__Page extract__:

※ ※ ※

2016 has been a transitional year for Wynn Resorts (NASDAQ:WYNN). The company recently opened Wynn Palace in the Cotai region of Macau, which became the most expensive resort in Macau at $4.2 billion, and transformed the company's future. A decade from now, this resort might still be the most important property in the company's portfolio.
On the market side, Wynn's stock has had a great run in 2016, helped by Macau's gaming market stabilizing and even a small amount of growth in August. But the best move so far came within the casino.
Wynn adjusts to Macau's reality
One of the new realities in Macau is that table game growth will be limited for new properties. When Wynn Palace opened, it got just 100 new tables with another 25 coming at the beginning of 2017 and 2018, the same allocation Las Vegas Sands got at The Parisian.
Since 100 table games isn't enough to make a $4.2 billion resort profitable, Wynn Resorts had to adjust. It did so by moving 250 tables from Wynn Macau to Wynn Palace. That leaves 270 tables at Wynn Macau and 350 at the new Wynn Palace. I would expect Las Vegas Sands to do something similar when The Parisian opens.
This could affect how much revenue Wynn Resorts can generate in Macau, but Wynn thinks it can adapt. The company is focusing on customers from the high end of the mass market and a small number of VIP rooms in Wynn Palace, maximizing profits -- not just revenue. And since tables aren't completely full 24 hours per day, the missed revenue can be minimized to some extent by focusing on high-margin customers.

※ ※ ※

__Request A__: Can you transcribe the Wynn Resorts article word for word, starting at "This could affect" and ending at "on high-margin customers."?
__Request B__:
Answer these questions from the Wynn Resorts article:
(i) In which region of Macau did Wynn Palace open?
(ii) How many tables did Wynn Resorts move from Wynn Macau to Wynn Palace?
(iii) How many tables does that leave at Wynn Macau?

__Given data__:

※ ※ ※

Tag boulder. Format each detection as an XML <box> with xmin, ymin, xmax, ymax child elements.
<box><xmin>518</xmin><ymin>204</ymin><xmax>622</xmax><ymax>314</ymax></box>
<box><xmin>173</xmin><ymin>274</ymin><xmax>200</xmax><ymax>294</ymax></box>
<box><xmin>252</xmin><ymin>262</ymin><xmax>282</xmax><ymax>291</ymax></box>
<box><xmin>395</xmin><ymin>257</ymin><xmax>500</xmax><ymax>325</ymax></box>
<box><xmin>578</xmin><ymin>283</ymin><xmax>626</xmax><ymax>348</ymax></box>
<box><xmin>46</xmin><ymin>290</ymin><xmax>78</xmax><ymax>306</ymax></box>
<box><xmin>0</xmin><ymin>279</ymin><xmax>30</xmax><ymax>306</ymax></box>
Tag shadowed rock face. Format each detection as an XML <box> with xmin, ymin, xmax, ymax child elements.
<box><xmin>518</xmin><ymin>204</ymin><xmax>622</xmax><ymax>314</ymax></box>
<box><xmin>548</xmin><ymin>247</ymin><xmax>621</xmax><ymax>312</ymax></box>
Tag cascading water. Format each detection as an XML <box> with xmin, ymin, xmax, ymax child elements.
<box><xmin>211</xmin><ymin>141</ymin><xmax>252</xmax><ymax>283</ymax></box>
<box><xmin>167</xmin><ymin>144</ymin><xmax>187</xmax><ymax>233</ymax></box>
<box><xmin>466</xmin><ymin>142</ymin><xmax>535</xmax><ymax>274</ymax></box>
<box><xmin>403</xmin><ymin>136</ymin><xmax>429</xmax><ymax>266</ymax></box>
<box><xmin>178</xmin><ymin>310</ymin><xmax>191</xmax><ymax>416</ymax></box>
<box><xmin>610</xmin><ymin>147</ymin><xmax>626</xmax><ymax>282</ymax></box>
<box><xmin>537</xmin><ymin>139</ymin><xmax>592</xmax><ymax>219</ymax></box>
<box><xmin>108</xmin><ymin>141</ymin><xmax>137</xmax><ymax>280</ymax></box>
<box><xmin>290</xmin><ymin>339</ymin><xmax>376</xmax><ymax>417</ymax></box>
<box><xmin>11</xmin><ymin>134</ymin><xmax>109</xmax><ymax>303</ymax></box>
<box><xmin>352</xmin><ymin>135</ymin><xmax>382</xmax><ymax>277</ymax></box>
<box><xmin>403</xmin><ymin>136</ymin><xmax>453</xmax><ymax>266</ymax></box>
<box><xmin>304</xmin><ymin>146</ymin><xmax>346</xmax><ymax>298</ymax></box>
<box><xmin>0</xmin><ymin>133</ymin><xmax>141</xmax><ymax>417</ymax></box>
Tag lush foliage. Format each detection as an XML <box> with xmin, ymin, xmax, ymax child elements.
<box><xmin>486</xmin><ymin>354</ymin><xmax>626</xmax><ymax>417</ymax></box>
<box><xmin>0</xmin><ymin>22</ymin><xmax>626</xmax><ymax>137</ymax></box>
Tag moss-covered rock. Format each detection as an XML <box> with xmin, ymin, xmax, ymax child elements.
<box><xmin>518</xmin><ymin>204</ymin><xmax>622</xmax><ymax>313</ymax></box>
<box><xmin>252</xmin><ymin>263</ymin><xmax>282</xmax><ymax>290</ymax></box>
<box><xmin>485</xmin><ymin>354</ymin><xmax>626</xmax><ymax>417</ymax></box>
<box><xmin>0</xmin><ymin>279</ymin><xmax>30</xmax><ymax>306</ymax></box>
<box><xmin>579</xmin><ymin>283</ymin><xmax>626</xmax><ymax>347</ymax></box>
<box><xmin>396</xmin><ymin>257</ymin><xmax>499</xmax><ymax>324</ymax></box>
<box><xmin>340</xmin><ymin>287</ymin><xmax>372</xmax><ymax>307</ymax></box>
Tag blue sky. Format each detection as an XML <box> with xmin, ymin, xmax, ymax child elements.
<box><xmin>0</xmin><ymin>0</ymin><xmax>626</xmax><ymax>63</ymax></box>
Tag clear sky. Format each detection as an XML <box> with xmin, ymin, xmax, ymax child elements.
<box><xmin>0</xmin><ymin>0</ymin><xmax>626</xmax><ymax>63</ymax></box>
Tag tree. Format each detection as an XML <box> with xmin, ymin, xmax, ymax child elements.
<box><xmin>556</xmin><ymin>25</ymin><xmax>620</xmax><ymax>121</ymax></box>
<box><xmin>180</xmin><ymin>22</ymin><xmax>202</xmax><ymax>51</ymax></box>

※ ※ ※

__Problem solution A__:
This could affect how much revenue Wynn Resorts can generate in Macau, but Wynn thinks it can adapt. The company is focusing on customers from the high end of the mass market and a small number of VIP rooms in Wynn Palace, maximizing profits -- not just revenue. And since tables aren't completely full 24 hours per day, the missed revenue can be minimized to some extent by focusing on high-margin customers.

__Problem solution B__:
(i) Cotai
(ii) 250
(iii) 270